### Given instruction
Transcribe precisely those lines of the listing that fall between the line containing "Annotation guideline: for every instance of the ear" and the last line, inclusive of both.

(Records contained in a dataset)
--- START ---

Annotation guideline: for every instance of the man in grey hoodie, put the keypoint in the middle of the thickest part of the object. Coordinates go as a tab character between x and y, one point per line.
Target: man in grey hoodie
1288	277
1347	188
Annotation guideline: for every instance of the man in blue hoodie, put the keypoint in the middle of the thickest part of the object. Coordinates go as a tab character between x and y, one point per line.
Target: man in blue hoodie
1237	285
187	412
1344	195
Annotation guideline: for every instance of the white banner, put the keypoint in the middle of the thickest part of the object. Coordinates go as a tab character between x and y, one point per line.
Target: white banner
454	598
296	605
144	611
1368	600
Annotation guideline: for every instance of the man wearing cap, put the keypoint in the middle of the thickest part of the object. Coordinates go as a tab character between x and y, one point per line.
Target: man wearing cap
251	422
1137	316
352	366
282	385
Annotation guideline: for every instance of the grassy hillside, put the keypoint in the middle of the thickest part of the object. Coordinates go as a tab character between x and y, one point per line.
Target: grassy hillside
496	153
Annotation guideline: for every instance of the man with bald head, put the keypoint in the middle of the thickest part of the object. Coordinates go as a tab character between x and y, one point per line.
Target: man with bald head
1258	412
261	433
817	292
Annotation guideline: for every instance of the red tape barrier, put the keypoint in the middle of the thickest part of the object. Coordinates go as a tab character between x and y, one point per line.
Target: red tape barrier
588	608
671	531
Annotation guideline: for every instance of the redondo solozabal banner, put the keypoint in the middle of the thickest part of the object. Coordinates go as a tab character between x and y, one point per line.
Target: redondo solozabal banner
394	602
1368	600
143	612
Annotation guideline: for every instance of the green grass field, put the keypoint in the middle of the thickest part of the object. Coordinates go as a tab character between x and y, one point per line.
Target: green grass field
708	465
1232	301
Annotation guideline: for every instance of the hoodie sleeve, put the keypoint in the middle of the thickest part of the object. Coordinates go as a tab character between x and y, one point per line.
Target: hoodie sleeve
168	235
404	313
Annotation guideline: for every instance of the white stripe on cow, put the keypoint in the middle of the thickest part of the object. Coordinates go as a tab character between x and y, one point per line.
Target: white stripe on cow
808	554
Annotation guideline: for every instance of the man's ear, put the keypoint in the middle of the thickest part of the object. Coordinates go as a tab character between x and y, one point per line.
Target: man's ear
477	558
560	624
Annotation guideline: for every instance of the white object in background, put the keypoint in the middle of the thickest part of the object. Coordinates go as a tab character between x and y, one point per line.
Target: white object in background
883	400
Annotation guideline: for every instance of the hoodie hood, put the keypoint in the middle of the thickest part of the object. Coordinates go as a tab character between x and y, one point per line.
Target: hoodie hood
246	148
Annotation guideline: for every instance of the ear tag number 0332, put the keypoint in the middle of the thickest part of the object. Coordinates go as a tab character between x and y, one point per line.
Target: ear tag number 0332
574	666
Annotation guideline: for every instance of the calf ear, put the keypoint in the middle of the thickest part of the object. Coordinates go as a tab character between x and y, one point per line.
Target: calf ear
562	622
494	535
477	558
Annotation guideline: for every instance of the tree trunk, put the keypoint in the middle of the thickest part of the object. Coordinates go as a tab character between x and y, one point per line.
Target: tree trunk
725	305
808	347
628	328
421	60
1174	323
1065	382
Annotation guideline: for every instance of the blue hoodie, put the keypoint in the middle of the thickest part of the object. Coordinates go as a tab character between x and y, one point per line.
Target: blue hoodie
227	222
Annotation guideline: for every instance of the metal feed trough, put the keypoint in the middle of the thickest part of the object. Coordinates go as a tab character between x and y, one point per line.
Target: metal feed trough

--- END ---

### The response
Annotation guideline: for every instance of the ear tag number 0332, put the keypoint in the middle of the thickest part of the object. Coordinates go as a tab character between x and y, one point per line.
Target: ear tag number 0332
574	666
Annotation guideline: for every instance of the calf ear, put the keypoint in the middle of the thickest part of the object. Coordinates go as a tab character between x and y, one point per line.
Target: calf ear
562	622
494	535
477	558
Annotation guideline: for every instance of the tree trunk, put the keypoint in the middle of the thickest part of the object. Coordinates go as a tab character between x and y, one point per line.
Target: tree trunk
725	305
808	347
628	328
421	60
1174	323
1065	382
Annotation guideline: for every instance of the blue hoodie, put the keypoint in the middle of the thickest part of the object. Coordinates go as a tab character between x and y, one point per line.
Target: blue hoodie
227	222
Annotation guideline: for every instance of the metal feed trough, put the keypoint in the middle of the thickest part of the object. Coordinates go as a tab character between x and y, one point per line.
Target: metal feed trough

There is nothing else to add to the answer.